§ **Brief**
Recast each line of the data below as a row in a Markdown table with the columns "Row" and "Line", skipping any blank lines. Leave the pictures out of the table.

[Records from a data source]
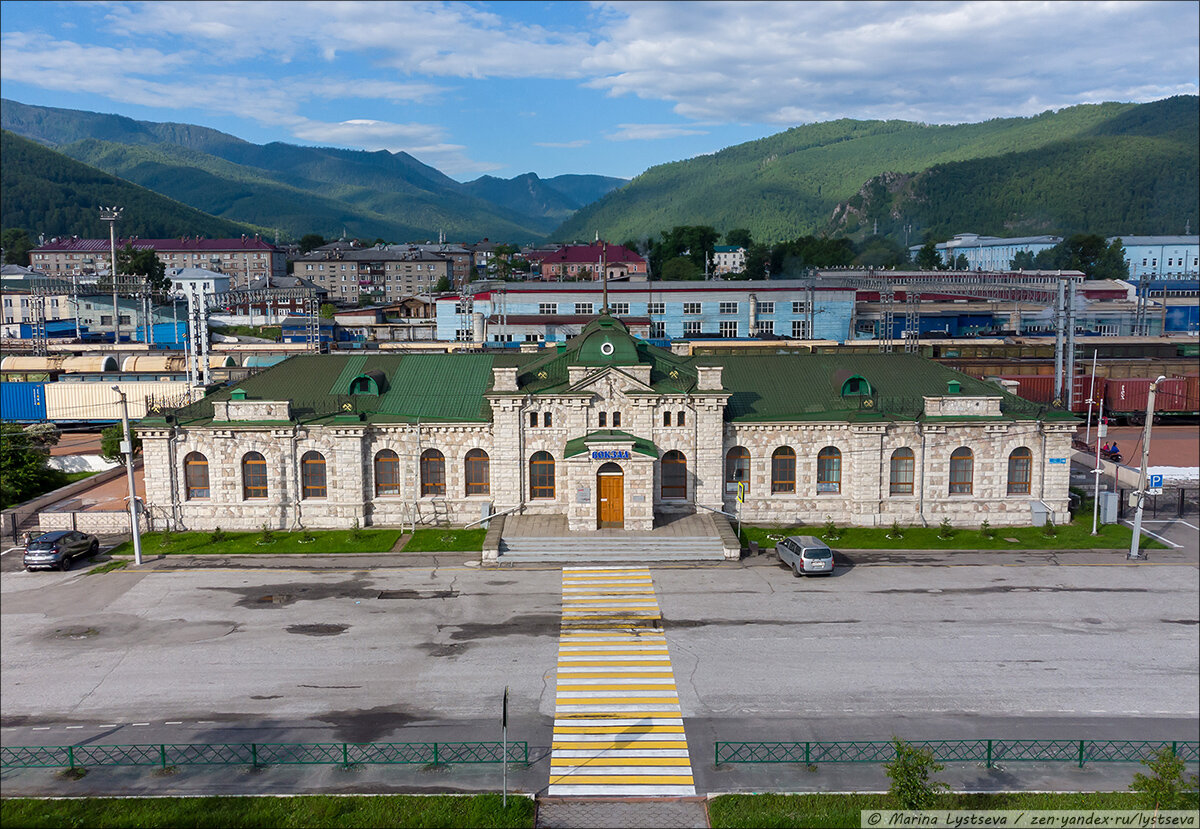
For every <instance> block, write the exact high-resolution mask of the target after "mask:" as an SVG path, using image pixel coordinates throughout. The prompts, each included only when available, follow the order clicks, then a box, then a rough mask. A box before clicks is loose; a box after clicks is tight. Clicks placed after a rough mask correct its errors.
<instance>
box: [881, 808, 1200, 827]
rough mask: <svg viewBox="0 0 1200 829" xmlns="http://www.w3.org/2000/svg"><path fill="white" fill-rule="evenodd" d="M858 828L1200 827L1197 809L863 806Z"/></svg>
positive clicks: (1199, 823) (1199, 821) (1199, 814)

§ **Answer box**
| Row | Line |
|---|---|
| 1 | For every <instance> block, write the exact high-resolution mask of the target after "mask:" as an SVG path, using image pixel coordinates throughout. The prompts, each included only when available, follow the order clicks, then a box, then a rough mask. A box before clicks is loose; a box after clicks is tight. Clicks placed after a rough mask correct its errors. |
| 2 | <instance> |
| 3 | box: [881, 808, 1200, 827] |
| 4 | rough mask: <svg viewBox="0 0 1200 829" xmlns="http://www.w3.org/2000/svg"><path fill="white" fill-rule="evenodd" d="M858 828L1200 827L1197 809L863 806Z"/></svg> |
| 5 | positive clicks: (1199, 823) (1199, 821) (1199, 814) |